## Brief
Can you print the part of the Super Size Me review between "When I first" and "deterioration was astounding.", inclusive?

## Selected excerpt

* * * *

When I first heard about Morgan Spurlock's 2004 documentary "Super Size Me", I was pretty jaded, because common sense would dictate that if one eats fast food, they are going to have weight and health issues. Indeed, this is what happened to Spurlock, however the magnitude of the health deterioration was astounding.
Presented in a sometimes humorous format, "Super Size Me" is an experiment conducted by Spurlock in which he would only eat McDonald's food, three times a day, with the caveats that he would have to eat everything off the menu at least once, and that he would limit his exercise to the amount of exercise the "average" American gets per day. Therefore, if he is nearing his walking limit for the day (measured by a pedometer he wears) he would have to grab a cab or find another way to get from A to B without walking. Predictably, he gains a lot of weight, (though the rapidness of the weight gain is alarming at first, 10 pounds in one week) but it is his actual health tests that are the most frightening. By the end of the second week, his doctors, who originally approved his experiment (with some reservation, naturally) were practically begging him to stop. Other than the experiment itself, "Super Size Me" is peppered with facts about the fast food industry and various interviews with industry insiders.

* * * *

Entries drawn from a collection:
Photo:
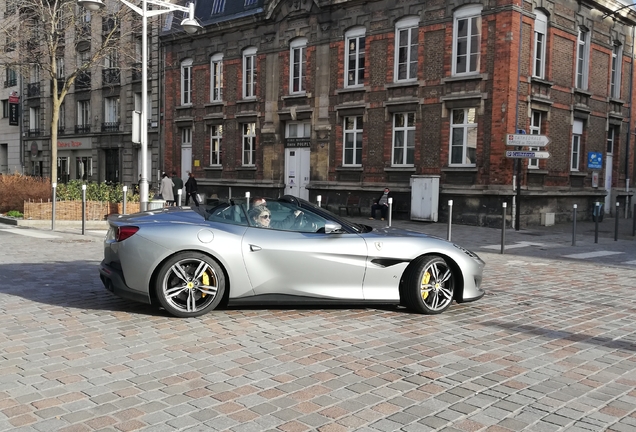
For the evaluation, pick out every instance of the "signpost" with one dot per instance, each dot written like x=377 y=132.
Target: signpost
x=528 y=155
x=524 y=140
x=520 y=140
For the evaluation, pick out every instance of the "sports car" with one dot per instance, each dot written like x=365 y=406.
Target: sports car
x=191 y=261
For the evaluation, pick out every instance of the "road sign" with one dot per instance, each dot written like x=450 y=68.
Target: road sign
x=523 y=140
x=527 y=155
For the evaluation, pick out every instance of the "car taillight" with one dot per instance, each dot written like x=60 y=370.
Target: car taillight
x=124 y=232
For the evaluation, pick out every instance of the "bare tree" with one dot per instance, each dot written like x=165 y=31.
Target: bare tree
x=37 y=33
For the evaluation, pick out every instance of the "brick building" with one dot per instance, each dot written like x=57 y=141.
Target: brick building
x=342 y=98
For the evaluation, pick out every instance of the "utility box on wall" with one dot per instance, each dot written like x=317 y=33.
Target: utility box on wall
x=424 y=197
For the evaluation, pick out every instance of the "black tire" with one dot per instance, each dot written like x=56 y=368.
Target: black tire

* * * *

## Task result
When I first heard about Morgan Spurlock's 2004 documentary "Super Size Me", I was pretty jaded, because common sense would dictate that if one eats fast food, they are going to have weight and health issues. Indeed, this is what happened to Spurlock, however the magnitude of the health deterioration was astounding.